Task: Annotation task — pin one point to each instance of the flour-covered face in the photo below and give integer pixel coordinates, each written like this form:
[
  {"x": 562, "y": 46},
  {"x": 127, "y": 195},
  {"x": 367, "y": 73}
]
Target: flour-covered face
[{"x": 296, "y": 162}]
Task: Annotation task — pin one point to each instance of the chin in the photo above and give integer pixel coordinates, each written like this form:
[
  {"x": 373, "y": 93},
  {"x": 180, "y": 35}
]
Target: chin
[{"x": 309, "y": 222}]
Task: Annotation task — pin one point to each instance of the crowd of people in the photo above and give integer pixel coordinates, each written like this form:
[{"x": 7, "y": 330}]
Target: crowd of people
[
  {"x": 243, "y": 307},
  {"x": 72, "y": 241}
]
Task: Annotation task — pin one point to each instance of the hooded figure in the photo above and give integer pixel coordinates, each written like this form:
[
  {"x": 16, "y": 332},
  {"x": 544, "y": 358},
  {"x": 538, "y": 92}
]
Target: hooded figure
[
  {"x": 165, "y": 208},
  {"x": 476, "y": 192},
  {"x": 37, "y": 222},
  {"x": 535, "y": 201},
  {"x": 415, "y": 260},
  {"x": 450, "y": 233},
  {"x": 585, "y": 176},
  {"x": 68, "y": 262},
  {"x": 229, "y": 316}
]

━━━━━━━━━━

• _Problem description_:
Rewrite all of the entries above, replacing "pin one point" with "place one point" and leaving everything else unchanged.

• _Output below_:
Task: Annotation task — place one point to each instance of the flour-covered face in the photo below and give integer pixel coordinates, each written like this form:
[
  {"x": 562, "y": 46},
  {"x": 127, "y": 195},
  {"x": 367, "y": 73}
]
Target: flour-covered face
[{"x": 296, "y": 162}]
Task: Annotation task — place one point to each instance of the chin in the photo above and give integer pixel coordinates, each written like this form:
[
  {"x": 373, "y": 93},
  {"x": 180, "y": 35}
]
Target: chin
[{"x": 309, "y": 222}]
Task: Annotation task — place one point to each instance of the crowd of people in the photo above and give integer pixel coordinates, each written like this form:
[{"x": 7, "y": 330}]
Target: crowd of people
[
  {"x": 243, "y": 307},
  {"x": 72, "y": 241}
]
Task: Annotation task — place one point to each instance of the hooded figure in the photo above and give integer pixel coordinates, each written like this form:
[
  {"x": 16, "y": 332},
  {"x": 544, "y": 358},
  {"x": 538, "y": 92}
]
Target: hooded figure
[
  {"x": 165, "y": 208},
  {"x": 476, "y": 192},
  {"x": 37, "y": 222},
  {"x": 535, "y": 201},
  {"x": 415, "y": 260},
  {"x": 450, "y": 233},
  {"x": 585, "y": 176},
  {"x": 68, "y": 262},
  {"x": 229, "y": 316}
]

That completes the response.